▶ [Record excerpts]:
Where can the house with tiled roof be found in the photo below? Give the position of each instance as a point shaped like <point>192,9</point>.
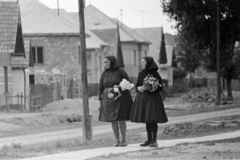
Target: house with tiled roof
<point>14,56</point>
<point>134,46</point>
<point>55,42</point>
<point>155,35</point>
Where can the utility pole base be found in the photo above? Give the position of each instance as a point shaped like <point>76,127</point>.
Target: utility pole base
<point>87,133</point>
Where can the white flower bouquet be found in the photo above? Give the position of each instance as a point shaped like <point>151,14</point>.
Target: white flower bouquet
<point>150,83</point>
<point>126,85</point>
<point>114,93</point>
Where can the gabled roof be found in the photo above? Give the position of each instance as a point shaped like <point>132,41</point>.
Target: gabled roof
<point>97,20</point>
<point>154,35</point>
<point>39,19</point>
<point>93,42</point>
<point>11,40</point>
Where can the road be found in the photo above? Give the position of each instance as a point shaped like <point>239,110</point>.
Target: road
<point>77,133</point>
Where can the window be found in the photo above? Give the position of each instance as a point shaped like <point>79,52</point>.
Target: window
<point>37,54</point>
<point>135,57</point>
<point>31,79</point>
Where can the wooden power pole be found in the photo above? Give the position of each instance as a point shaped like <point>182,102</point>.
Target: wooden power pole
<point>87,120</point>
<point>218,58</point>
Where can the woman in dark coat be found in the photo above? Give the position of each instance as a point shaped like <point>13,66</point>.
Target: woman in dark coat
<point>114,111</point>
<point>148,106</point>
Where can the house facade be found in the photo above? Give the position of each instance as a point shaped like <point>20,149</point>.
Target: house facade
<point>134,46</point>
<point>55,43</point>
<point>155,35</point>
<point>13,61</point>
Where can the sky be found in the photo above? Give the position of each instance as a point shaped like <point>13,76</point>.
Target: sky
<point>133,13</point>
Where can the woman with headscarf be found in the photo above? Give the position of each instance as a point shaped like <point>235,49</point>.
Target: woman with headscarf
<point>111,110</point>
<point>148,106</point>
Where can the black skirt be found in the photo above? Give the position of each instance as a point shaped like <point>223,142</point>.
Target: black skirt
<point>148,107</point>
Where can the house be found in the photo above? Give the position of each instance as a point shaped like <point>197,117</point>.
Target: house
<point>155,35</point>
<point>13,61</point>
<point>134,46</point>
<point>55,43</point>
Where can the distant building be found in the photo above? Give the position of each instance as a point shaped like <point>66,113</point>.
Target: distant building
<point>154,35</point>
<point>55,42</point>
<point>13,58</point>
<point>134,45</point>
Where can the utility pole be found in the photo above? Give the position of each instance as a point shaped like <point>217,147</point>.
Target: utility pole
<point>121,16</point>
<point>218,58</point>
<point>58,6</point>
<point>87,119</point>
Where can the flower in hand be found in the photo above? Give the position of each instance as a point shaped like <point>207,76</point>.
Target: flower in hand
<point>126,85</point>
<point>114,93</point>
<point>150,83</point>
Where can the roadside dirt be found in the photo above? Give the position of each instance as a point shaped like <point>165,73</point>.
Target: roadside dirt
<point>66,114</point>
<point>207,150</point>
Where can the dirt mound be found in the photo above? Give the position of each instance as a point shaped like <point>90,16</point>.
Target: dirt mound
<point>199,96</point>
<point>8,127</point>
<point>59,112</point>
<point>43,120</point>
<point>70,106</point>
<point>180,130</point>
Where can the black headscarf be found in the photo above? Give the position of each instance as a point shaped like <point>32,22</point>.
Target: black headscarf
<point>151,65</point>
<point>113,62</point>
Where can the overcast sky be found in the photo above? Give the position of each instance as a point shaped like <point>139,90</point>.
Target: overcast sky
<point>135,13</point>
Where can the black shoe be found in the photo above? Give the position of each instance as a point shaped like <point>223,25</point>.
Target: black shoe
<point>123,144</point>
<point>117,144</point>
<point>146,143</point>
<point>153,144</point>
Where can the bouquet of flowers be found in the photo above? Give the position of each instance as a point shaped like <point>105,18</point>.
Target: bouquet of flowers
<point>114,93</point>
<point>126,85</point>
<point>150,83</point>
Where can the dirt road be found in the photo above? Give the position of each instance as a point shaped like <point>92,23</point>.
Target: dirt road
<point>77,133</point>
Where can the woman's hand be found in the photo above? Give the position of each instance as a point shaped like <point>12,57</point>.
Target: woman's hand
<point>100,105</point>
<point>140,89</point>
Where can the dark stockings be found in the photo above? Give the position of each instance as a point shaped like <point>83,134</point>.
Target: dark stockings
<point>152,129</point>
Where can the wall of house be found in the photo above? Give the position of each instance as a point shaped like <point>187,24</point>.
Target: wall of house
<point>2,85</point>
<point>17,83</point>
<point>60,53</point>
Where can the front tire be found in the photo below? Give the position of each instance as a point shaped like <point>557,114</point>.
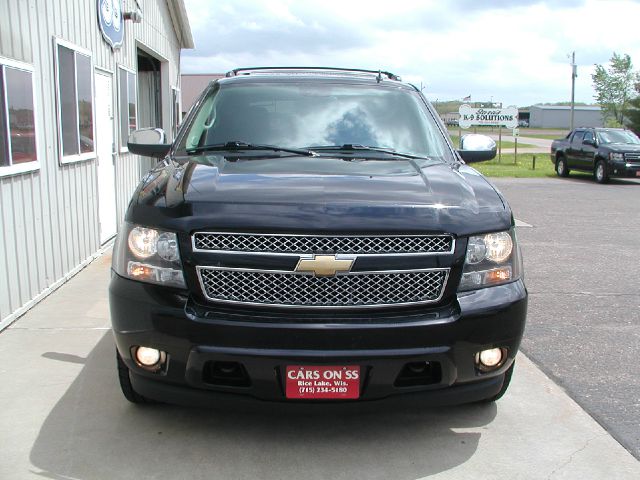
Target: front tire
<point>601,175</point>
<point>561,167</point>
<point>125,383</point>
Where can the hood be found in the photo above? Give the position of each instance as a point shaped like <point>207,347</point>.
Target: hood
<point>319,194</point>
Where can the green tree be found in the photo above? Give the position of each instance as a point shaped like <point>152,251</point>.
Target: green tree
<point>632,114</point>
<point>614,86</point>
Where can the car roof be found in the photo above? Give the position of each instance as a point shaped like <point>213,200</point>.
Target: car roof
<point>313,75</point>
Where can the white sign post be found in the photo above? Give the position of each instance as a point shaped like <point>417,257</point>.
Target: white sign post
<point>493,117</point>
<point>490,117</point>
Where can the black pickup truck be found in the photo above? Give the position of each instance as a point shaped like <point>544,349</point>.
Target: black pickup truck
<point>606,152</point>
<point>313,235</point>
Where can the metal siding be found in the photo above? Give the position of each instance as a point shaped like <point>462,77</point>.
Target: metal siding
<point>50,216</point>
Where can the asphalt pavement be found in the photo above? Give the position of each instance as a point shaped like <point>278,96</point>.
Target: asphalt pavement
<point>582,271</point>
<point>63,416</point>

▶ [Goal]:
Can you rewrite the part of the items that opens with the line containing "Where can the wall" and closes with the line containing "<point>313,75</point>", swapping "photo" for "image" and leaving everything else unchanged? Omit the pictures from your answer.

▶ [Output of the exercise]:
Where can the wall of house be found in the image above? Give the position of each instance as a point shaped like <point>187,24</point>.
Target: wall of house
<point>2,85</point>
<point>17,83</point>
<point>60,53</point>
Where can the front tire be found in the image below? Give the position of each instance as a point shaped like <point>557,114</point>.
Target: front tire
<point>601,175</point>
<point>561,167</point>
<point>125,383</point>
Where can the hood be found in the image above? Give the position of each instance as a point shaped like <point>207,347</point>.
Target: hood
<point>319,194</point>
Where can the green tree be found in the image above? Give the position of each instance as a point shaped like <point>152,251</point>.
Target: green tree
<point>632,114</point>
<point>614,86</point>
Where can the car roof be found in the image above? Give the position of each instance as a point shaped like <point>213,200</point>.
Target: car roof
<point>313,75</point>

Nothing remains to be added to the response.